== HALAMAN ==
------------------------------------------------

Tentang tato-tatonya, Icha menuturkan, itu adalah ekspresi seni. Menurut dia, banyak juga teman-temannya yang mau juga ditato seperti dirinya, tapi tidak sanggup mengahadapi anggapan masyarakat. Mereka kuatir dianggap bukan perempuan baik-baik.

Icha sendiri tidak terlalu peduli dengan anggapan orang. Bagi dia, yang penting kedua orang tua dan saudara-saudaranya tidak masalah, baginya itu sudah cukup. Apalagi Icha paham betul kapasitas dirinya. Dia juga bertato hanya untuk mengekspresikan perasaan estetik/perasaan seninya. Tidak lebih.

Selain itu, Icha ternyata seorang pendamping anak-anak Sekami di gerejanya. Icha mengisahkan bahwa dirinya sudah jadi pendamping Sekami sejak kelas 2 SMA. Sempat berhenti saat kuliah dan punya anak di luar nikah. Tapi sekarang sudah kembali mendampingi anak-anak sekali.

Kadang-kadang, katanya, ada juga romo-romo yang kenal dekat dengannya bertanya kenapa tubuhnya ditato. Icha hanya menjawab bahwa dia suka dan itu adalah ekspresi seni-nya. Ada pula yang bertanya, bagaimana dengan tanggapan anaknya. Icha menjawab, dia sudah menjelaskan pada anaknya (Sandro) tentang hal itu. Icha juga bilang bahwa Sandro juga berhak untuk bikin tato nuga, tapi jika sudah bisa ambil keputusan sendiri, sudah bisa menghasilkan uang sendiri.

Tahun 2018 Icha menikah dengan pria keturunan Timor Leste. Ternyata suaminya itu juga tukang tato. Icha bilang, suaminya sama sekali tak mempersoalkan tentang tato-tatonya. Mungkin karena orang Timor Leste juga punya semacam kebiasaan membuat tato nama orang-orang yang disayangi di beberapa bagian tubuh mereka.

------------------------------------------------

== DATA TERSEDIA ==
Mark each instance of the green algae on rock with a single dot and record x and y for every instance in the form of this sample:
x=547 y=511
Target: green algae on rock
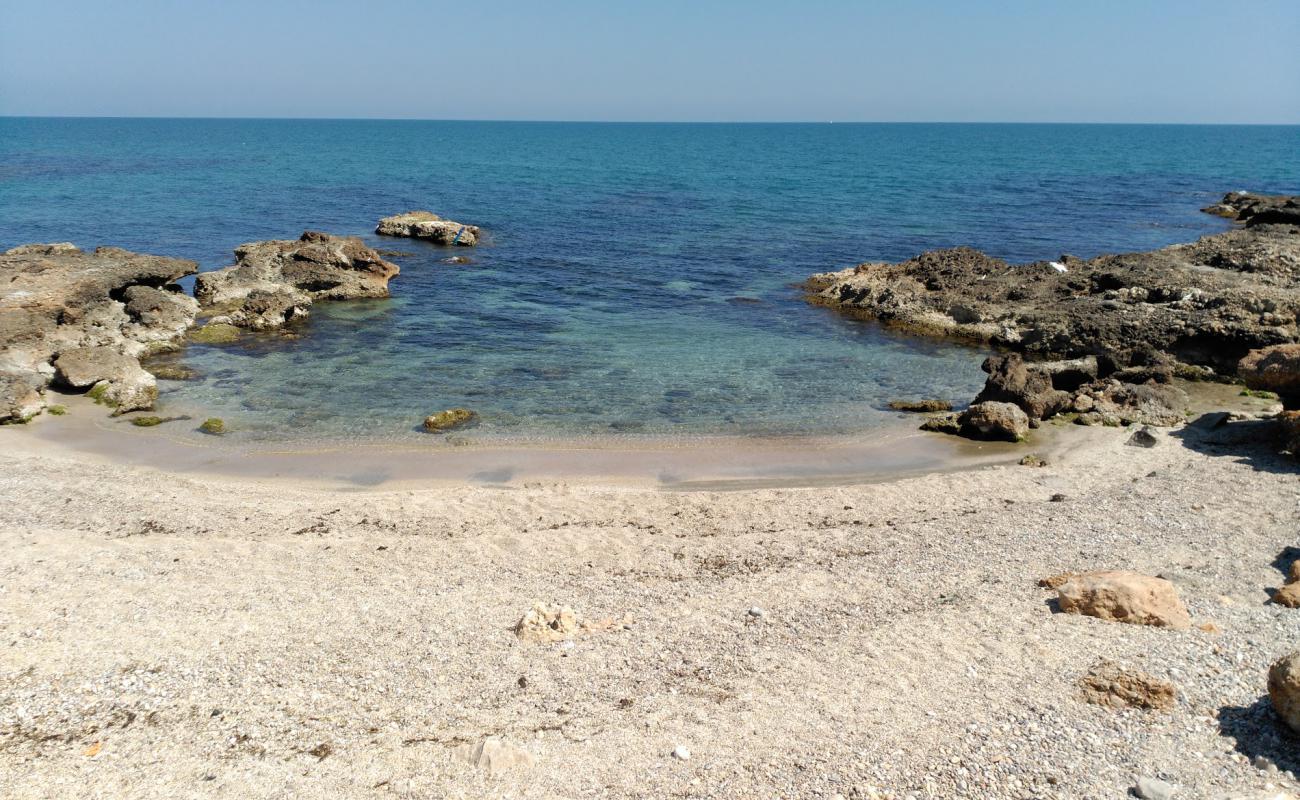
x=450 y=420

------------------------------------------------

== ARAHAN ==
Tuliskan kelanjutan tulisan di atas tentang Icha dan tato-tatonya, dimulai setelah kalimat terakhirnya.

== JAWABAN ==
Icha juga beryukur karena mendapat suami yang menerima dirinya apa adanya, juga sangat mendukungnya, terutama dalam hal pekerjaan. Kata Icha, sebelum menikah dengan suaminya ini, pernah juga ada beberapa pria yang mendekatinya. Namun dia selalu bilang ke orang-orang yang mendekatinya, jika keluarga mereka tak bisa terima dia apa adanya, tak usah dipaksakan. Jangan sampai menimbulkan persoalan di kemudian hari.

Kini, selain punya pekerjaan tetap di perusahan kopi, Icha juga menjalankan salon keliling. Dia mendatangi orang yang punya hajatan dan ingin menggunakan jasanya untuk merias mereka. Bukan hanya di dalam kota, tapi juga di luar kota.

Ketika ditanya soal bayaran, Icha menuturkan bahwa biasanya dia tanya dulu kemampuan mereka. Bagi dia, yang paling penting adalah membuat mereka merasa bahagia di hari gembiranya. “Banyak orang ingin kelihatan cantik dan tampan di hari bahagia mereka, tapi mereka mungkin tidak punya cukup uang. Saya ingin bisa bantu mereka, membuat mereka merasa tampan dan cantik di hari bahagia mereka. Seberapa mereka bisa membayar saya akan terima. Syukur-syukur jika mereka bisa sesuai dengan harga yang dipatok,” ujarnya.

Di akhir penuturannya Icha menyampaikan, “Kemarin kita baru saja merayakan hari perempuan sedunia. Di tengah riuhnya kampanye kesetaraan gender masih saja ada stereotipe atau stigma buruk terhadap kaum perempuan. Melihat laki-laki bertato semua orang bisa maklumi, tapi ketika ada perempuan yang bertato, selalu saja ada pandangan miring, bahkan tidak sedikit yang menilai bahwa itu pasti bukan perempuan baik-baik.”

Icha berharap semoga perempuan bisa sungguh-sungguh diberi ruang yang sama dalam segala aspek kehidupan. Dan itu mesti dimulai dari cara kita memandang perempuan. “Budaya patriarki membuat laki-laki maupun perempuan membangun stereotipe, namun kita harus melawan itu,” ungkapnya.

Herlyn Reku, sahabat yang sudah cukup lama mengenal Icha karena sering melakukan pekerjaan yang sama, mengungkapkan kekagumannya pada ibu satu anak itu. “Dia benar-benar perempuan tangguh. Selain pekerja keras, dia juga tipe perempuan yang berani mempertanggungjawabkan apa saja yang sudah menjadi keputusannya. Dia juga anti mainstream. Saya kagum,” tutur aktivis OMK Onekore ini.

Menurut Herlyn, kita butuh sosok seperti Icha untuk membongkar streotype yang keliru, bahkan mengkerdilkan peran kaum perempuan. Dan Icha, kata Herlyn, adalah sosok pemberani yang mau melawan ketidakadilan itu; bukan dengan kata-kata, tapi dengan sikap dan tindakannya. (JR)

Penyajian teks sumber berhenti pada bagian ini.